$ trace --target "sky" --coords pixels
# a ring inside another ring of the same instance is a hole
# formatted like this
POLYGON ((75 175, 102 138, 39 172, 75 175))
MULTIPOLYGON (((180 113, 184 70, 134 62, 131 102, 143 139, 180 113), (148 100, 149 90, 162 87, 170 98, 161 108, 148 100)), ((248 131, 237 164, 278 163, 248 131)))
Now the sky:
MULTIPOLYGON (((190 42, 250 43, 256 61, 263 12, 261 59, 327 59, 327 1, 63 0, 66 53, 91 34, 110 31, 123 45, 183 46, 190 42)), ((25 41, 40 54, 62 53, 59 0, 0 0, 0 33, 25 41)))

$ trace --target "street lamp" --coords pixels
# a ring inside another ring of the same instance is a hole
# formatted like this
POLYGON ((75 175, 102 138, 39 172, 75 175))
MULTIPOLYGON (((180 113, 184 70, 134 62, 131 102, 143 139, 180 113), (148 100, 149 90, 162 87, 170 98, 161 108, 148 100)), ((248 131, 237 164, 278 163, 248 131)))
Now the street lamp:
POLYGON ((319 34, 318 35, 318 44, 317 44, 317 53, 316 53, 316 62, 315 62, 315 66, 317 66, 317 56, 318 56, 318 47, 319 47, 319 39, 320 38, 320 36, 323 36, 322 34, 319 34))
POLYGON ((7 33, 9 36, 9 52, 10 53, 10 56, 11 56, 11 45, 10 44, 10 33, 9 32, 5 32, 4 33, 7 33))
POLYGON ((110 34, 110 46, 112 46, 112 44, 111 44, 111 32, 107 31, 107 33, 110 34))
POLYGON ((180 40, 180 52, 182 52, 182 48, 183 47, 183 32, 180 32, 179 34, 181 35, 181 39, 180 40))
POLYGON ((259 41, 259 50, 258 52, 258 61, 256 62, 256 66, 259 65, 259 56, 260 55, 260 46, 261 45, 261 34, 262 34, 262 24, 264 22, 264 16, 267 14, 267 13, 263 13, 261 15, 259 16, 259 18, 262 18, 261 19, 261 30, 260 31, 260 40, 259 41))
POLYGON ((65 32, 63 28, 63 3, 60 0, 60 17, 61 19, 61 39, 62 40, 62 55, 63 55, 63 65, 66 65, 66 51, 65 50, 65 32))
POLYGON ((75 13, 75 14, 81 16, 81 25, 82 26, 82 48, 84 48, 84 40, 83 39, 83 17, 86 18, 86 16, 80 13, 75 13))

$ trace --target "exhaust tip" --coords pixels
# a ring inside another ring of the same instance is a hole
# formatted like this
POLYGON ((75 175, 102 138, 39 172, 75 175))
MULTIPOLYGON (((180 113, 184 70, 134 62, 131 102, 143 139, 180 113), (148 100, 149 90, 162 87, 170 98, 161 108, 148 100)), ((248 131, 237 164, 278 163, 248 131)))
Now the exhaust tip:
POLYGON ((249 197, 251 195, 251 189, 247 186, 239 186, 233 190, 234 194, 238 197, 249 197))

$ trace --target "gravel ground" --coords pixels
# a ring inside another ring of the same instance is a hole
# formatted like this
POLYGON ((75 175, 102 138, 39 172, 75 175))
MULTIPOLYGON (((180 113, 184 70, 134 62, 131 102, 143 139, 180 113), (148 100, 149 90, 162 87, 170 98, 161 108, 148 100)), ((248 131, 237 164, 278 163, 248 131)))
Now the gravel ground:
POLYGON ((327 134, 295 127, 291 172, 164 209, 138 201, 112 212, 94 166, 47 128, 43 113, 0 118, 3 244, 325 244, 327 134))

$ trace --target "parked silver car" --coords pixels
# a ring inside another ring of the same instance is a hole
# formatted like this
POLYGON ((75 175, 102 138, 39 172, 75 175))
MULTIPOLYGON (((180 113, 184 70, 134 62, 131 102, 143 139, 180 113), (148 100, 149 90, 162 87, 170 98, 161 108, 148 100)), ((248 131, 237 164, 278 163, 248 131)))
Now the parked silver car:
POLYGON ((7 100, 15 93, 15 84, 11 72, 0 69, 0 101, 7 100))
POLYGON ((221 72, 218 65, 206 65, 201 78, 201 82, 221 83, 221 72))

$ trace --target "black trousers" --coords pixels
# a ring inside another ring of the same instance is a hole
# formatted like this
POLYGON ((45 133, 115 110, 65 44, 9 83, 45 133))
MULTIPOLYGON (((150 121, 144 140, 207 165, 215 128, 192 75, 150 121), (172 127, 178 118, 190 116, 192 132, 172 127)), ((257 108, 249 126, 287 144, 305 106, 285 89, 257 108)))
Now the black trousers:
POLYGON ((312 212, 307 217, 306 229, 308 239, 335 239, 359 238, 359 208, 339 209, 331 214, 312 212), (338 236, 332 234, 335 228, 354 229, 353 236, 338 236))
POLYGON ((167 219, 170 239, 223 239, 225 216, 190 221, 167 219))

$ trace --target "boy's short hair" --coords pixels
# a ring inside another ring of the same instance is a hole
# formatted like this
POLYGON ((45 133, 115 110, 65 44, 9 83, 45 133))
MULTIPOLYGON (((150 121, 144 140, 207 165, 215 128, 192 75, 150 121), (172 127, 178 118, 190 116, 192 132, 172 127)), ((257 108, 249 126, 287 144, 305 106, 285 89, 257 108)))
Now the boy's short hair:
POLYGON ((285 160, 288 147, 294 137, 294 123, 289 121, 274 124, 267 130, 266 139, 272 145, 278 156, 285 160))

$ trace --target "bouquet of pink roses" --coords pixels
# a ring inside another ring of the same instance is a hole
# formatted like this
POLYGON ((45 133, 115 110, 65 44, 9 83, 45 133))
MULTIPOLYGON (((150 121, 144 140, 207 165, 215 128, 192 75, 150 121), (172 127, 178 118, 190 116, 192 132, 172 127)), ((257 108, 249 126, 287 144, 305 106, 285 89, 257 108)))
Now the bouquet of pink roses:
...
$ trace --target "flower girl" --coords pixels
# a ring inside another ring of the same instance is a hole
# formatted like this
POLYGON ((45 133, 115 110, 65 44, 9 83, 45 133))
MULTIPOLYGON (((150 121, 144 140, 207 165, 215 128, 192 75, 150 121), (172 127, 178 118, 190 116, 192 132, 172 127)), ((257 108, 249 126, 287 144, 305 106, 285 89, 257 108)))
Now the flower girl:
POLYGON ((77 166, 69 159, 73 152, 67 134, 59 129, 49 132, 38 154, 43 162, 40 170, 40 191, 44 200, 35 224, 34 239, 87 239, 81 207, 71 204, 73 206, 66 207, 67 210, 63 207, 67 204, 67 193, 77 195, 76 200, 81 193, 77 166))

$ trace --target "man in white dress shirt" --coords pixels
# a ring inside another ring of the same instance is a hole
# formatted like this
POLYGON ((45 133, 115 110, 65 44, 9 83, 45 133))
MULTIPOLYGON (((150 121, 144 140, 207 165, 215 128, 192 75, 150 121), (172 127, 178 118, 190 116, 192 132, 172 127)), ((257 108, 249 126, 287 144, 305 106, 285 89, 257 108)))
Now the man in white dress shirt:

= Task details =
Extract every line of the data above that contains the word "black", and omit all other lines.

= Worked answer =
$ trace --target "black trousers" --coords pixels
Now the black trousers:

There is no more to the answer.